**Activity**
Reproduce exactly the lines from the one that holds "of the high-rise" through the last line of the entries, both ends included, but not the pictures.

**Records provided**
+++

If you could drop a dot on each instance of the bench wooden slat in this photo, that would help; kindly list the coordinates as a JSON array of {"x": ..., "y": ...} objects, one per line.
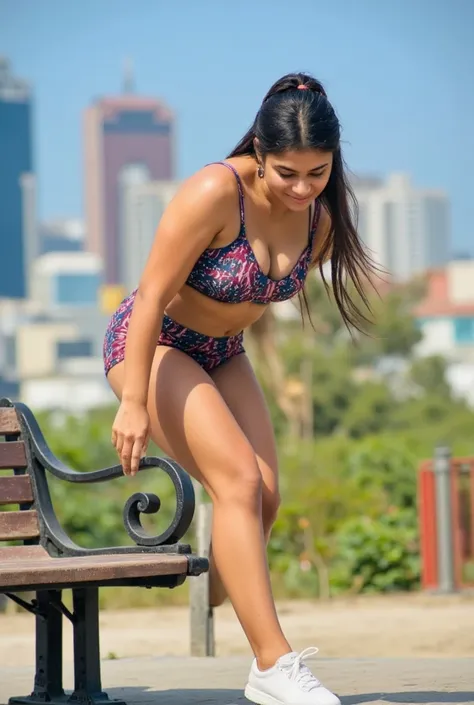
[
  {"x": 15, "y": 489},
  {"x": 9, "y": 422},
  {"x": 22, "y": 553},
  {"x": 18, "y": 525},
  {"x": 34, "y": 571},
  {"x": 13, "y": 455}
]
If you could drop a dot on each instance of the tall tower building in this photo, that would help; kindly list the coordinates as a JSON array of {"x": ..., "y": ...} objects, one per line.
[
  {"x": 406, "y": 229},
  {"x": 16, "y": 183},
  {"x": 123, "y": 136}
]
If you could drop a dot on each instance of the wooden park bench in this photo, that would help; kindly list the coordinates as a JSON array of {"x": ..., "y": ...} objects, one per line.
[{"x": 46, "y": 561}]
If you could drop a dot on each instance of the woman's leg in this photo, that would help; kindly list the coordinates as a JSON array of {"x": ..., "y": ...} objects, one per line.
[
  {"x": 238, "y": 386},
  {"x": 192, "y": 424}
]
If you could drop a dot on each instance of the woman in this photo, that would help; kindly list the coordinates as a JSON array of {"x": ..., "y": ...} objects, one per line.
[{"x": 239, "y": 235}]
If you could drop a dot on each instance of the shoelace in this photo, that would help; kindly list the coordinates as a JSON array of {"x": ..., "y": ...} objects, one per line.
[{"x": 298, "y": 672}]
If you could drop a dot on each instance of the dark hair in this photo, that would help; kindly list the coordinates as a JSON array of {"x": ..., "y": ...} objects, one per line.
[{"x": 293, "y": 119}]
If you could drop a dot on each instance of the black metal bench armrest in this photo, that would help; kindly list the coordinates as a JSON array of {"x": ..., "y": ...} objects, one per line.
[{"x": 138, "y": 503}]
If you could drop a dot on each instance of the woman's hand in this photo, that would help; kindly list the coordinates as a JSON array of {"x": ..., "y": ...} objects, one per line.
[{"x": 130, "y": 434}]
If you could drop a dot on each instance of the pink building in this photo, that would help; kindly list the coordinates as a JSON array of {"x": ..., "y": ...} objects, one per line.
[{"x": 126, "y": 138}]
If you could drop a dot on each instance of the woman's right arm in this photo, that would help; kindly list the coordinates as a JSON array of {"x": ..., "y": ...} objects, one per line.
[{"x": 194, "y": 217}]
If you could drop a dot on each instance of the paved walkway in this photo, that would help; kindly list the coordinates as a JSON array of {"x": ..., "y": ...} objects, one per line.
[{"x": 188, "y": 681}]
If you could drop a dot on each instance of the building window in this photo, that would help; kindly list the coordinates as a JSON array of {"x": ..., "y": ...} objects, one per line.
[
  {"x": 77, "y": 289},
  {"x": 66, "y": 349},
  {"x": 464, "y": 330}
]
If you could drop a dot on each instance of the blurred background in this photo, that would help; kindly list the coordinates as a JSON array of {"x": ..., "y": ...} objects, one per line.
[{"x": 105, "y": 107}]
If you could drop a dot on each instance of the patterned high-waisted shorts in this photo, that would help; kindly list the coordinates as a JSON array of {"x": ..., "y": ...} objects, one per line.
[{"x": 208, "y": 352}]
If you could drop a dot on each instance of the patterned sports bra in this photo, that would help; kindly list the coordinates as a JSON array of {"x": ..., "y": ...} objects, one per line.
[{"x": 231, "y": 274}]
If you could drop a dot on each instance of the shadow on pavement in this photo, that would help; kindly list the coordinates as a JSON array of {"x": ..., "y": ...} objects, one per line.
[
  {"x": 183, "y": 696},
  {"x": 411, "y": 696}
]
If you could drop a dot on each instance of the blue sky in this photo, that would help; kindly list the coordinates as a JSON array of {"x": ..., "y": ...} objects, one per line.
[{"x": 399, "y": 72}]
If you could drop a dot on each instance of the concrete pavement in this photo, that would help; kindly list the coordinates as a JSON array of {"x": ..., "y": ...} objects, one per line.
[{"x": 220, "y": 681}]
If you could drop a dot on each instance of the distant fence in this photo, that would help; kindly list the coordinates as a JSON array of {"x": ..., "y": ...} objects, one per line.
[{"x": 446, "y": 520}]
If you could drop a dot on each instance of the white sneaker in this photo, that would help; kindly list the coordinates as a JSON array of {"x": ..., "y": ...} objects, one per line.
[{"x": 288, "y": 682}]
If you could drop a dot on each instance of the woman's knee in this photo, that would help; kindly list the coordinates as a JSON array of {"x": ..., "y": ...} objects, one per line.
[
  {"x": 271, "y": 501},
  {"x": 240, "y": 481}
]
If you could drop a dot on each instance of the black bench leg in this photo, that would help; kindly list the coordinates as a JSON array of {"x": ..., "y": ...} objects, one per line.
[
  {"x": 87, "y": 682},
  {"x": 48, "y": 686}
]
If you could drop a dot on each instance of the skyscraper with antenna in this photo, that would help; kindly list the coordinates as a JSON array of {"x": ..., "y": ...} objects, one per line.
[{"x": 128, "y": 138}]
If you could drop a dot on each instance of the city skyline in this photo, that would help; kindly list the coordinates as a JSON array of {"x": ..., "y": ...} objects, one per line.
[{"x": 399, "y": 97}]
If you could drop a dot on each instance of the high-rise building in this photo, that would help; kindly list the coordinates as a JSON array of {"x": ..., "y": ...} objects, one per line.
[
  {"x": 16, "y": 183},
  {"x": 123, "y": 136},
  {"x": 406, "y": 229},
  {"x": 144, "y": 203}
]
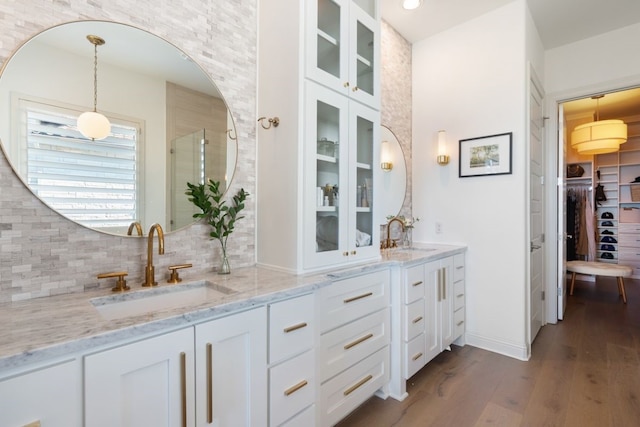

+++

**Solution to this exercise**
If you could drop a dot on each instance of the high-rise building in this photo, that would help; kindly list the coordinates as a JSON array of {"x": ..., "y": ...} objects, one per line.
[
  {"x": 16, "y": 183},
  {"x": 123, "y": 136},
  {"x": 406, "y": 229},
  {"x": 144, "y": 203}
]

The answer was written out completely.